Rewrite the stretch from the line containing "mark: the black trim" through the end of the records, swapping "tail light" for "taillight" everywhere it occurs and keeping everything else the same.

****************

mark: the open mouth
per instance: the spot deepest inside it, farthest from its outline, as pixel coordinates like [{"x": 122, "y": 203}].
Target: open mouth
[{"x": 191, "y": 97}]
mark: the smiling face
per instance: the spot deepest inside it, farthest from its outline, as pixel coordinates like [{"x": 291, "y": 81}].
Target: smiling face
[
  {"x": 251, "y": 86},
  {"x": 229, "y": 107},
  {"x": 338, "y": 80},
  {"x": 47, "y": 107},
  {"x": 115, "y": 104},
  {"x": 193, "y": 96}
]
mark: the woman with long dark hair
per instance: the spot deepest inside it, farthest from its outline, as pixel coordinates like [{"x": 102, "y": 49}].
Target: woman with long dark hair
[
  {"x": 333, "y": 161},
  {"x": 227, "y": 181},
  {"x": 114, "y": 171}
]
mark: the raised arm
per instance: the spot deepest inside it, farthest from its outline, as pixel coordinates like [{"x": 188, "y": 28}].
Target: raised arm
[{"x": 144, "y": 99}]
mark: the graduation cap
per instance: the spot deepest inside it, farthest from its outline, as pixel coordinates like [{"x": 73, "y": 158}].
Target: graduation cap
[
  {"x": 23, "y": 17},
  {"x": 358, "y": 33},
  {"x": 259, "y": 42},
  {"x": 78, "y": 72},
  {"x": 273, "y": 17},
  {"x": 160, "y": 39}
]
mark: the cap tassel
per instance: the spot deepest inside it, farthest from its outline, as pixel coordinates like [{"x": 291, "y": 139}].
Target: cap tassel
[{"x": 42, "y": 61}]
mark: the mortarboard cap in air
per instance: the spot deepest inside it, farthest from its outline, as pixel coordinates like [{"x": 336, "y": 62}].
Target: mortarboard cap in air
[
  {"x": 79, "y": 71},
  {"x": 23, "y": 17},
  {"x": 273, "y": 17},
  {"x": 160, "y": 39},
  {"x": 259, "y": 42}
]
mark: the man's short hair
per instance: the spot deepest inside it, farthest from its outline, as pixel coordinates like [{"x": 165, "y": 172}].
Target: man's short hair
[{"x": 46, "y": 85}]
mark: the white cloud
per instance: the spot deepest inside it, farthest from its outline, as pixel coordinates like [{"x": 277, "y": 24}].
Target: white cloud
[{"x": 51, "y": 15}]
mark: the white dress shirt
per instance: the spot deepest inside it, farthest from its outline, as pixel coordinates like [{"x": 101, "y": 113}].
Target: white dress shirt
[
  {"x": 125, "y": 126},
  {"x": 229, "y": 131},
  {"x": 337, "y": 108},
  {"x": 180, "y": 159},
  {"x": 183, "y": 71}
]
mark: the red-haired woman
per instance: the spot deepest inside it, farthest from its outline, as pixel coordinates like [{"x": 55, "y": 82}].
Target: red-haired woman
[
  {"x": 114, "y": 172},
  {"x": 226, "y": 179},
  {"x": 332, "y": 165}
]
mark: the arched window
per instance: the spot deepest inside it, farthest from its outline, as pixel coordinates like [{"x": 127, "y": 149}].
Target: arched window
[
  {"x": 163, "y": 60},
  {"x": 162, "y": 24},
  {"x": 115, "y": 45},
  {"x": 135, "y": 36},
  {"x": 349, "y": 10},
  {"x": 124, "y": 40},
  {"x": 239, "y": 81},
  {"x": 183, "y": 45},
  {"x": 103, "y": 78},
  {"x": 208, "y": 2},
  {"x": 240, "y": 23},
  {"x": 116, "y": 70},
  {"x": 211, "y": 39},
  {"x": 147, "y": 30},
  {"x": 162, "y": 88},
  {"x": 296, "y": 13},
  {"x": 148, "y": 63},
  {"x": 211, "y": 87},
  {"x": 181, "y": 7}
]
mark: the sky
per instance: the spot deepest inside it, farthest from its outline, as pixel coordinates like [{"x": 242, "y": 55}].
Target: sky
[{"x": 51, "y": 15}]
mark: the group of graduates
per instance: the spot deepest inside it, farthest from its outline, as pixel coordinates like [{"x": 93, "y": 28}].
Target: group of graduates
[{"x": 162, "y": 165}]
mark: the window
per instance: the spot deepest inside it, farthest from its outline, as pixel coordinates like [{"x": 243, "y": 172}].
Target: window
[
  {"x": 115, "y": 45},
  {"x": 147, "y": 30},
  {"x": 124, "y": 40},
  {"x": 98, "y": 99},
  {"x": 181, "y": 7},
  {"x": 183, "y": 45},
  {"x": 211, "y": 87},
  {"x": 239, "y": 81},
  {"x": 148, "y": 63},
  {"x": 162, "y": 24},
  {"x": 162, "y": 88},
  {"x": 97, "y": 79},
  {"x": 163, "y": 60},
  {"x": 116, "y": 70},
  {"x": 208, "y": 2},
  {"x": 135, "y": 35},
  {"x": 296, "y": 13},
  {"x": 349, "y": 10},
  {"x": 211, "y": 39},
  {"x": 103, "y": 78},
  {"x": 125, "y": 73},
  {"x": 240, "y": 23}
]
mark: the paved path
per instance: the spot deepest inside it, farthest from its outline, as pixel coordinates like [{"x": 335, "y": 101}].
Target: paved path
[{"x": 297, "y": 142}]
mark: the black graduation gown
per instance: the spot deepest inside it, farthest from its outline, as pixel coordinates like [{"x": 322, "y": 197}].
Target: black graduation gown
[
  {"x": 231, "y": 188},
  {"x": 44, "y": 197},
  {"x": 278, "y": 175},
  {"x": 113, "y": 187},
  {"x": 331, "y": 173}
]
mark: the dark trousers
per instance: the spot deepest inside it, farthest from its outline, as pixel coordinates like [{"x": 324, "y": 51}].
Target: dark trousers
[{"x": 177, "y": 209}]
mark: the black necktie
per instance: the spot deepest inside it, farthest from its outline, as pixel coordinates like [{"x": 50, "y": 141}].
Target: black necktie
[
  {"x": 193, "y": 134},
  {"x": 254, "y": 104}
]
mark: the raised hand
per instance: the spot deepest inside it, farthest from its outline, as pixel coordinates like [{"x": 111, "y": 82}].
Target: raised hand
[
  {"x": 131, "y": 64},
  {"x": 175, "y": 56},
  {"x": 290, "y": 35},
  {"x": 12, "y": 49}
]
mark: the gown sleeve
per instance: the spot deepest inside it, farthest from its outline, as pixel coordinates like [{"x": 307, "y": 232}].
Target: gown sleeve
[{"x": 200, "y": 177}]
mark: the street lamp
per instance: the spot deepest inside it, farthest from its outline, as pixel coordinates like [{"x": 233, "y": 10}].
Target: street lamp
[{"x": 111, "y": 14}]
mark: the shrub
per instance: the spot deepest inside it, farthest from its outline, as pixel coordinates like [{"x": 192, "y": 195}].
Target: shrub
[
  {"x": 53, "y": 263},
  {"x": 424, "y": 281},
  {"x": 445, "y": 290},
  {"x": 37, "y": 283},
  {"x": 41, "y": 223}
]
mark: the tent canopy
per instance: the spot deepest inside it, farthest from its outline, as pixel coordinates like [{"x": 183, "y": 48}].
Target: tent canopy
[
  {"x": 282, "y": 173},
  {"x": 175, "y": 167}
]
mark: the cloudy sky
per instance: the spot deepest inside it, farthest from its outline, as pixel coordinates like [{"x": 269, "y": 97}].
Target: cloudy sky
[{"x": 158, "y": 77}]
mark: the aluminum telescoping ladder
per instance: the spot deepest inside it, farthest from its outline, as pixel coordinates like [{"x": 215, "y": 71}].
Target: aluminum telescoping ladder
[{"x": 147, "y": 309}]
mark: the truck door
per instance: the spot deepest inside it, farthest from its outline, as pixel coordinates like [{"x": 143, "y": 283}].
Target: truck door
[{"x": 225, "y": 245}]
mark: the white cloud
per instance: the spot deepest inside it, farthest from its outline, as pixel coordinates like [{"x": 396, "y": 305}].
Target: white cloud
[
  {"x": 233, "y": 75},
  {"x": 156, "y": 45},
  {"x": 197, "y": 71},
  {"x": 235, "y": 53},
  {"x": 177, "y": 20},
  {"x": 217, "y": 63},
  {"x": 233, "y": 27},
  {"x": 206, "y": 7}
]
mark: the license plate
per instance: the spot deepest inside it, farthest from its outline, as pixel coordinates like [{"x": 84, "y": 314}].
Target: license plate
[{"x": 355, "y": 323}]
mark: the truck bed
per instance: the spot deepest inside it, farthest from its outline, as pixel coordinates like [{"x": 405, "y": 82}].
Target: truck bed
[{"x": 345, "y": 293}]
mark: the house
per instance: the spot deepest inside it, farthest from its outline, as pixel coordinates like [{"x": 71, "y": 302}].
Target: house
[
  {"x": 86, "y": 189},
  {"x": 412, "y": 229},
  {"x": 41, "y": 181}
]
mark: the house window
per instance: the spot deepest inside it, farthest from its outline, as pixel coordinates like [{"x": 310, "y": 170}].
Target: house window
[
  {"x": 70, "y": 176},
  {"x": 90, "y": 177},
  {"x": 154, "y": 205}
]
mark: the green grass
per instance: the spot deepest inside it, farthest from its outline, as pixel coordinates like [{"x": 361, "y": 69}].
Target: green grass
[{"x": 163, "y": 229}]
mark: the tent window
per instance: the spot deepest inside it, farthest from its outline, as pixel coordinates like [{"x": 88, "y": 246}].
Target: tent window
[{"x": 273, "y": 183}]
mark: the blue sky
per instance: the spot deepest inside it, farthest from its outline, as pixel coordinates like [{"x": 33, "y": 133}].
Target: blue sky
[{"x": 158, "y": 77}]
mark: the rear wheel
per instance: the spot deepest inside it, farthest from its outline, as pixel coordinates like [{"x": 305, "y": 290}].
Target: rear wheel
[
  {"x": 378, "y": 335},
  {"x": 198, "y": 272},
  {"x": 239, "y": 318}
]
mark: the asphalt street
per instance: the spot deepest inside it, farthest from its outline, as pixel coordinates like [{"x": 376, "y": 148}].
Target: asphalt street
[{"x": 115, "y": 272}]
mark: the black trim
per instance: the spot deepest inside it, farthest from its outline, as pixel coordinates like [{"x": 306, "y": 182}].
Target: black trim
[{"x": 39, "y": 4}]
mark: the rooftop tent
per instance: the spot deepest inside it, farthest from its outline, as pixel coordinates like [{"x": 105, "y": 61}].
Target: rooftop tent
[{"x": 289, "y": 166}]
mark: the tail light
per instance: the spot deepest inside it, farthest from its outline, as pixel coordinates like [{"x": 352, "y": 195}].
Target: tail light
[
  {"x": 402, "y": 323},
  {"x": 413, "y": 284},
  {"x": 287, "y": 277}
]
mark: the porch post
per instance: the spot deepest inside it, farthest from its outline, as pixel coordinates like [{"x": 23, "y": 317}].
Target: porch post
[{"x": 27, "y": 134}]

****************

▶ **THE REPLY**
mark: the black trim
per instance: the spot deepest inside it, farthest from its outline, as pixel coordinates like [{"x": 306, "y": 182}].
Target: black trim
[{"x": 39, "y": 4}]
mark: the rooftop tent
per instance: the spot deepest inside it, farthest from its outline, as pixel coordinates like [{"x": 105, "y": 61}].
Target: rooftop tent
[{"x": 289, "y": 166}]
mark: the taillight
per instance: the spot deepest inside it, farthest from its outline, as pixel coordinates like [{"x": 352, "y": 195}].
Target: taillight
[
  {"x": 402, "y": 323},
  {"x": 413, "y": 284},
  {"x": 287, "y": 277}
]
mark: the porch post
per instance: the spot deepest inside it, farthest from its outline, as pixel coordinates like [{"x": 23, "y": 317}].
Target: porch post
[{"x": 27, "y": 134}]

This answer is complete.